▶ _Extrait du document_:
"""

Superbonimenteur
n’est
pas superman. Nul
mieux que des Américains ne pouvaient décrire le désenchantement qui fait suite
aujourd’hui à l’élection triomphale d’un Barack Obama incarnant l’espoir et le
changement dont rêvait une majorité d’Américains. Accusé de s’intéresser
davantage à Wall Street qu’aux problèmes quotidiens de son électorat après son
soutien à un système financier en faillite, « le candidat du changement est
devenu celui de la continuité » reconnaît son griot officiel, Richard N.
Smith.
De
son côté, dans le New
York Times repris
par Le
Monde,
sous le titre «
Decrypter Obama », Richard
W. Stevenson définit le nouveau président des États-Unis comme un personnage «
complexe et indéfinissable » qui échappe aux critères habituels :
«
Oui, le président est un libéral, sauf quand il ne l’est pas. Il est opposé à la
guerre, sauf quand il envoie des renforts de troupes… Il concentre plus de
pouvoir à la Maison Blanche qu’aucun de ses prédécesseurs, sauf lorsqu’il
manifeste un excès de déférence envers le Congrès. Il sait conserver son
sang-froid, sauf quand il le perd »

"""

▶ _Données fournies_:
"""

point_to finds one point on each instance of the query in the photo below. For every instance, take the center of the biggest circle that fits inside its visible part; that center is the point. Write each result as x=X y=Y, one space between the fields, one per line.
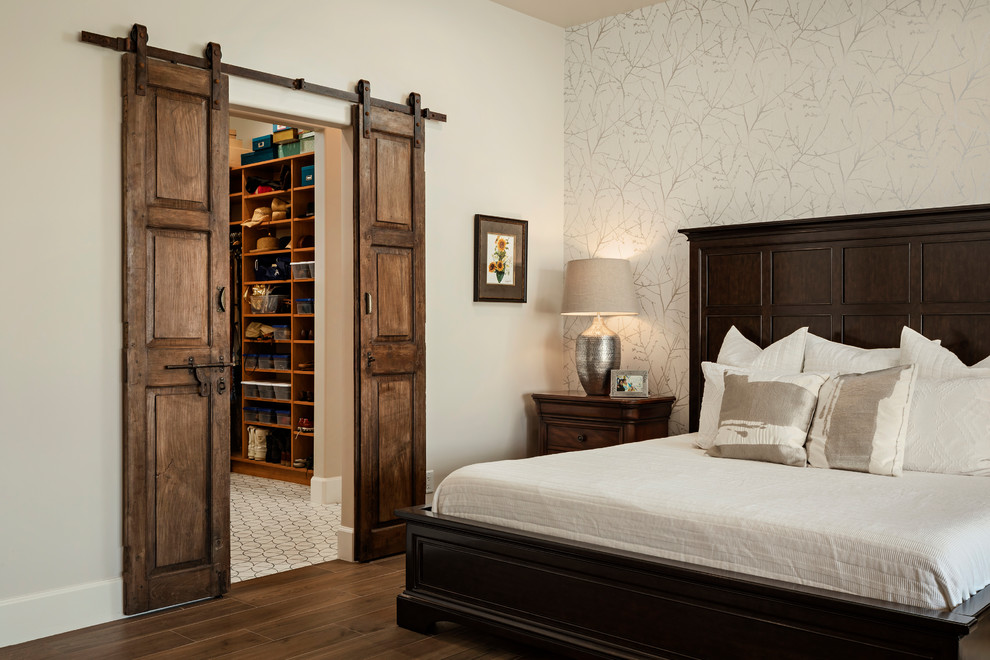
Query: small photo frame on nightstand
x=629 y=384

"""

▶ _Travail demandé_: Recopiez fidèlement le passage du texte sur Barack Obama, de "Superbonimenteur" à "officiel, Richard N.". Le matériel fourni n'a pas à être consulté.

▶ _Exercice réalisé_:
Superbonimenteur
n’est
pas superman. Nul
mieux que des Américains ne pouvaient décrire le désenchantement qui fait suite
aujourd’hui à l’élection triomphale d’un Barack Obama incarnant l’espoir et le
changement dont rêvait une majorité d’Américains. Accusé de s’intéresser
davantage à Wall Street qu’aux problèmes quotidiens de son électorat après son
soutien à un système financier en faillite, « le candidat du changement est
devenu celui de la continuité » reconnaît son griot officiel, Richard N.